** Opening DOCUMENT EXCERPT block **

Medicare’s Fiscal Ailment
With Medicare facing unfunded liabilities that top $30 trillion, Washington is scrambling for ways to hold down the program’s soaring costs. And in the usual fashion, the proposals on the table ignore the fact that it is the government that created this problem in the first place.
One of the main ways ObamaCare attempts to address Medicare’s spending spree is by creating the Independent Payment Advisory Board (IPAB), a fifteen-member board empowered to reduce payments to health care providers.
But critics of IPAB have voiced concern that cutting fees for doctors and hospitals will make them less willing to accept Medicare patients and as a result, retirees will find it difficult to find doctors. For the same treatment, doctors today are already paid 20% less by Medicare than they are by private insurers. More than 13% of family physicians don’t accept Medicare patients, and a quarter of doctors limit the number they treat. Under ObamaCare, Medicare’s chief actuary predicts that the program’s payment rates will fall below even Medicaid’s, which infamously underpays doctors by more than 40%, in which case many more doctors will likely stop treating Medicare patients.

** Closing DOCUMENT EXCERPT block **
** Opening ENTRIES SHOWN block **

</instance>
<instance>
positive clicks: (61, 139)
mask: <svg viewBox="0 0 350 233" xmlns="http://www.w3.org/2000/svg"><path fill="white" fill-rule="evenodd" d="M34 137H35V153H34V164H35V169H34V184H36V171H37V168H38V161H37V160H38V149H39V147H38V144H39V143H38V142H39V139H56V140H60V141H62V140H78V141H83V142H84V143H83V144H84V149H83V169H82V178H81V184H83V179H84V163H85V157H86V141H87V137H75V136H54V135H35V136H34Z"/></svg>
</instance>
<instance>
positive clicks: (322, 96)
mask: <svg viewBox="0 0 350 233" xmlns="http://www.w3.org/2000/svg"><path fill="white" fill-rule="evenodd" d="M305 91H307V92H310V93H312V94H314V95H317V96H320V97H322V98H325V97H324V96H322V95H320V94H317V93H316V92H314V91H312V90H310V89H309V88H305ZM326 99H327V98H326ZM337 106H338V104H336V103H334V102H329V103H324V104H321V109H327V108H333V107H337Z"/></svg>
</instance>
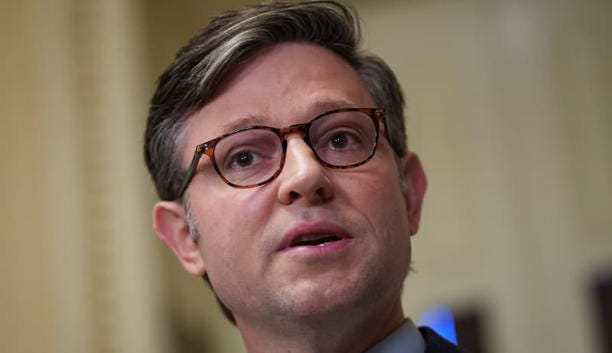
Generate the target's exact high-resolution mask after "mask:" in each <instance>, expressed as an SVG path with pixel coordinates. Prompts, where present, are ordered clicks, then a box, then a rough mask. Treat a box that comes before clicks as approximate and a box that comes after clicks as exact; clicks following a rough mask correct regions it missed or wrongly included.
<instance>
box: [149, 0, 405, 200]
mask: <svg viewBox="0 0 612 353" xmlns="http://www.w3.org/2000/svg"><path fill="white" fill-rule="evenodd" d="M360 39H361V33H360V27H359V20H358V17H357V14H356V12H355V11H354V10H353V9H352V8H350V7H348V6H347V5H344V4H343V3H341V2H338V1H312V2H304V3H278V2H274V3H268V4H262V5H256V6H252V7H248V8H245V9H243V10H240V11H229V12H225V13H223V14H221V15H219V16H218V17H215V18H214V19H212V21H211V22H210V24H209V25H208V26H206V27H205V28H204V29H203V30H202V32H201V33H199V34H198V35H196V36H195V37H193V38H192V39H191V40H190V41H189V43H188V44H187V45H186V46H185V47H183V48H182V49H181V50H179V52H178V53H177V55H176V57H175V59H174V62H173V63H172V64H171V65H170V66H169V67H168V68H167V69H166V71H165V72H164V73H163V74H162V75H161V76H160V78H159V81H158V86H157V89H156V91H155V94H154V95H153V98H152V99H151V105H150V109H149V115H148V119H147V127H146V132H145V142H144V155H145V161H146V164H147V168H148V169H149V173H150V174H151V177H152V179H153V181H154V183H155V188H156V190H157V193H158V195H159V197H160V199H162V200H177V199H178V198H179V197H180V195H178V193H179V188H180V184H181V182H182V177H183V174H184V167H183V166H182V165H181V158H180V150H181V147H182V146H183V135H184V126H185V122H186V121H187V119H188V117H189V116H191V115H192V114H193V113H195V112H196V111H197V110H199V109H200V108H202V107H203V106H205V105H206V104H207V103H208V102H210V101H211V99H213V98H214V97H215V95H216V94H218V92H219V90H220V88H221V87H222V86H223V84H224V83H225V82H226V81H227V79H228V77H229V76H230V75H231V74H232V73H234V72H235V71H236V70H238V69H239V68H240V67H241V66H242V65H244V64H245V63H246V62H247V61H248V60H249V59H250V58H251V57H252V56H253V55H254V54H256V53H257V52H258V51H260V50H262V49H263V48H266V47H269V46H271V45H274V44H276V43H280V42H289V41H294V42H306V43H312V44H316V45H320V46H322V47H324V48H327V49H329V50H331V51H333V52H335V53H336V54H337V55H339V56H340V57H342V58H343V59H344V60H346V61H347V62H348V63H349V64H350V65H351V66H352V67H353V68H354V69H355V70H356V71H357V73H358V74H359V75H360V77H361V78H362V80H363V82H364V84H365V86H366V88H367V89H368V91H369V93H370V94H371V95H372V97H373V98H374V100H375V102H376V104H377V105H378V106H379V107H381V108H385V110H386V112H387V114H386V115H387V119H386V120H387V126H386V128H387V129H388V131H389V136H390V140H391V141H390V144H391V146H392V147H393V149H394V151H395V154H396V155H397V156H398V157H401V156H403V155H404V154H406V152H407V147H406V132H405V127H404V114H403V107H404V99H403V95H402V91H401V88H400V86H399V84H398V82H397V79H396V77H395V75H394V74H393V72H392V71H391V69H390V68H389V67H388V66H387V65H386V64H385V63H384V62H383V61H382V60H381V59H380V58H378V57H376V56H374V55H371V54H368V53H365V52H363V51H361V50H360V49H359V42H360Z"/></svg>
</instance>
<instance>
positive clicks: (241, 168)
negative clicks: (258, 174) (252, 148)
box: [224, 150, 261, 169]
mask: <svg viewBox="0 0 612 353" xmlns="http://www.w3.org/2000/svg"><path fill="white" fill-rule="evenodd" d="M260 160H261V156H260V155H259V154H258V153H257V152H255V151H253V150H241V151H237V152H234V153H232V154H230V155H228V157H227V158H226V162H225V163H224V164H225V165H226V167H227V168H228V169H243V168H249V167H251V166H253V165H255V164H257V163H258V161H260Z"/></svg>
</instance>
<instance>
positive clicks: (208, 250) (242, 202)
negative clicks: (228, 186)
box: [193, 186, 269, 271]
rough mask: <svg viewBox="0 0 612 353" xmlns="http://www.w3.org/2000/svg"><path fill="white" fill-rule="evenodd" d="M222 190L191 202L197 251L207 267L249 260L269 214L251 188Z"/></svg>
mask: <svg viewBox="0 0 612 353" xmlns="http://www.w3.org/2000/svg"><path fill="white" fill-rule="evenodd" d="M224 187H225V186H224ZM222 191H225V192H214V191H211V192H210V193H209V194H208V195H207V197H206V200H201V202H200V203H198V204H197V205H193V210H194V213H195V212H197V214H198V215H199V216H198V217H197V219H198V223H197V226H198V229H199V231H200V252H201V253H202V257H203V259H204V264H205V266H207V268H208V270H209V271H215V269H216V267H218V266H220V265H222V266H224V267H225V268H228V269H230V268H233V267H236V266H237V265H239V264H240V263H241V262H242V261H248V257H249V256H252V255H254V254H255V253H256V251H257V248H256V245H257V239H259V238H260V234H261V231H262V229H263V227H264V226H265V224H266V222H267V219H268V216H267V215H269V210H268V208H267V204H266V203H264V202H263V201H262V198H260V197H257V195H256V194H257V192H253V191H254V190H249V189H245V190H238V189H236V190H234V189H231V190H222ZM201 199H202V198H201ZM196 207H197V210H196ZM221 254H222V256H221Z"/></svg>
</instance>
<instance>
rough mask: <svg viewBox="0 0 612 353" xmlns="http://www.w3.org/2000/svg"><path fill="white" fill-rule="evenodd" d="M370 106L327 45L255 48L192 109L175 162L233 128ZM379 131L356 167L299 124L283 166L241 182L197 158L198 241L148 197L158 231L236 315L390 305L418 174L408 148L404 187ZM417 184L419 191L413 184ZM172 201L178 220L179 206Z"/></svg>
mask: <svg viewBox="0 0 612 353" xmlns="http://www.w3.org/2000/svg"><path fill="white" fill-rule="evenodd" d="M375 106H376V104H375V103H374V101H373V99H372V97H371V96H370V94H369V93H368V91H367V89H366V87H365V86H364V84H363V82H362V81H361V79H360V77H359V76H358V74H357V73H356V72H355V70H354V69H353V68H352V67H351V66H350V65H349V64H348V63H346V62H345V61H344V60H342V59H341V58H340V57H338V56H337V55H336V54H334V53H332V52H331V51H328V50H326V49H323V48H321V47H318V46H314V45H309V44H299V43H284V44H279V45H276V46H274V47H271V48H269V49H267V50H265V51H263V52H261V53H260V54H258V55H257V56H255V57H254V58H252V59H251V60H250V61H249V62H248V63H247V64H246V66H244V67H243V68H242V69H241V70H240V71H239V72H238V73H237V74H236V75H234V76H233V77H232V79H231V80H230V81H229V82H228V84H227V85H226V86H225V87H224V88H223V89H222V90H221V92H220V93H219V94H218V96H217V97H216V98H215V99H214V100H212V101H211V102H210V103H208V104H207V105H206V106H205V107H204V108H202V109H201V110H200V111H198V112H196V113H195V114H194V115H193V116H191V117H190V119H189V121H188V123H187V126H186V134H185V140H184V148H183V151H182V158H183V165H184V166H186V165H188V163H189V161H190V159H191V157H192V154H193V151H194V148H195V146H196V145H198V144H200V143H202V142H204V141H207V140H210V139H212V138H214V137H216V136H219V135H221V134H224V133H227V132H230V131H232V130H233V129H235V128H238V127H244V126H249V125H267V126H272V127H284V126H288V125H291V124H296V123H303V122H307V121H309V120H310V119H311V118H312V117H314V116H316V115H317V114H320V113H322V112H324V111H328V110H331V109H334V108H346V107H360V108H361V107H375ZM382 108H384V107H382ZM383 136H384V134H381V137H380V139H379V143H378V147H377V151H376V154H375V155H374V157H373V158H372V159H371V160H369V161H368V162H367V163H365V164H364V165H361V166H358V167H356V168H352V169H328V168H325V167H323V166H321V165H320V164H319V163H318V162H317V160H316V158H315V156H314V155H313V152H312V150H311V149H310V148H309V147H308V146H307V144H306V143H305V142H304V140H303V139H302V136H301V135H300V134H291V135H289V136H288V137H287V155H286V160H285V164H284V167H283V169H282V172H281V173H280V175H279V176H278V177H277V178H276V179H274V180H273V181H271V182H269V183H267V184H265V185H262V186H259V187H255V188H249V189H239V188H234V187H231V186H229V185H227V184H225V183H224V182H223V181H222V180H221V178H219V177H218V176H217V175H215V174H214V173H215V172H214V170H213V167H212V165H211V163H210V160H209V159H208V157H206V156H203V157H202V158H201V160H200V165H199V168H198V172H197V174H196V175H195V177H194V178H193V181H192V182H191V184H190V186H189V188H188V189H187V197H188V200H189V204H190V209H191V213H192V216H193V218H194V220H195V222H193V224H192V225H193V226H195V227H197V230H198V232H199V233H200V240H199V242H198V243H197V244H195V243H193V244H191V245H190V244H189V242H191V240H190V239H189V238H188V234H187V232H186V227H174V228H173V226H169V225H168V222H167V220H164V219H165V218H164V216H163V214H164V211H163V208H164V205H166V206H167V205H168V203H160V204H158V206H157V207H156V211H155V213H154V217H155V222H156V229H157V231H158V232H159V233H160V237H162V239H163V240H164V241H165V242H166V243H168V245H169V246H170V247H171V248H173V250H174V251H175V252H176V253H177V255H178V256H179V258H180V259H181V261H182V262H183V264H184V266H185V268H186V269H187V270H188V271H189V272H191V273H192V274H195V275H203V274H204V273H206V274H208V277H209V279H210V281H211V284H212V286H213V288H214V290H215V291H216V293H217V295H218V296H219V297H220V299H221V300H222V301H223V302H224V303H225V304H226V305H227V306H228V307H229V308H230V309H231V310H232V311H233V313H234V315H235V317H236V319H237V321H238V323H239V325H240V322H241V321H242V320H254V319H257V320H260V319H262V318H271V319H274V318H280V317H287V315H290V316H291V317H321V318H323V317H325V315H327V314H332V313H337V312H338V311H339V310H344V311H347V312H350V311H351V310H355V309H354V308H356V307H364V305H361V304H366V305H365V306H368V305H369V306H372V307H375V306H376V303H380V302H386V303H391V302H393V303H395V304H397V305H399V298H400V291H401V287H402V284H403V280H404V278H405V275H406V273H407V271H408V267H409V264H410V234H412V233H414V232H415V231H416V228H417V227H418V218H419V210H420V205H421V199H422V194H423V192H424V175H423V174H422V170H421V167H420V164H419V163H418V159H417V158H416V156H414V155H409V156H406V157H405V158H404V159H402V160H401V161H400V162H399V168H402V169H403V171H404V172H405V173H406V176H405V177H404V179H405V180H404V183H405V184H406V187H407V192H402V187H401V184H402V182H401V181H400V177H401V174H402V173H400V171H399V170H398V163H397V162H396V160H395V158H394V154H393V151H392V149H391V147H390V145H389V143H388V141H387V140H386V139H385V138H384V137H383ZM415 160H416V161H415ZM415 163H416V164H415ZM414 170H416V172H415V171H414ZM415 173H416V174H418V175H417V176H416V177H417V178H421V179H422V180H421V181H422V182H421V183H419V181H418V180H417V182H416V183H415V180H414V178H415V177H414V174H415ZM416 184H419V185H421V184H422V185H421V186H422V188H421V189H422V191H420V190H417V191H415V190H413V188H414V186H415V185H416ZM419 185H417V189H418V188H419ZM411 193H412V194H414V195H412V194H411ZM410 195H412V196H410ZM168 207H169V206H168ZM160 208H161V209H162V210H160ZM174 211H175V216H176V217H175V218H174V219H175V220H176V219H180V218H181V217H183V219H182V220H181V221H182V222H183V224H184V213H182V214H181V213H180V212H179V211H177V210H174ZM170 223H172V222H170ZM178 223H180V222H179V221H177V222H174V224H178ZM169 229H170V230H169ZM171 229H174V230H173V231H171ZM186 234H187V235H186ZM185 237H186V238H185ZM381 305H382V304H381ZM379 309H380V308H379Z"/></svg>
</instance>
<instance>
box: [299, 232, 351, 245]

** Closing ENTRIES SHOWN block **

> WHAT THE EXERCISE ASKS:
Resume the article on Medicare's rising costs, picking up right after its last sentence.

> ANSWER FOR THIS EXERCISE:
Taking a step back, it’s important to recognize that we’ve been debating what to do about skyrocketing Medicare spending since the program was first brought into existence four decades ago. One side argues that Medicare costs are out of control and we need to cut back on spending, and the other side retorts that cutting spending will lead to lower quality care. The usual compromise has been to try to root out “fraud, waste, abuse” through “smart” cuts. But these have proved elusive—Medicare costs continue to rise.
In reality, there are only two basic ways the government can curb its costs—rationing services by shrinking who and what Medicare covers or capping the amount it pays for services, i.e., price controls. Both approaches amount to reducing the amount of care Medicare provides. IPAB is not a novel concept—it is just another price control that will lead to a further shortage of doctors and hospitals, thereby subjecting Medicare patients to longer wait times.
Are we forced then to choose between spending ourselves into bankruptcy and limiting the quality of the elderly population’s medical care? No. This conflict is inherent only in a system where people are forced to subsidize each others’ health care, as we are today.
In a system where you are responsible for your own health care, what your retired neighbor spends on medical services is no one’s business but his own. If he wants to see an expensive specialist or try a costly drug, he is free to do so because the expense will come out of his own pocket (or whatever arrangement he has with a private insurance company). People in such a system pay for the quality of health care they want and can afford.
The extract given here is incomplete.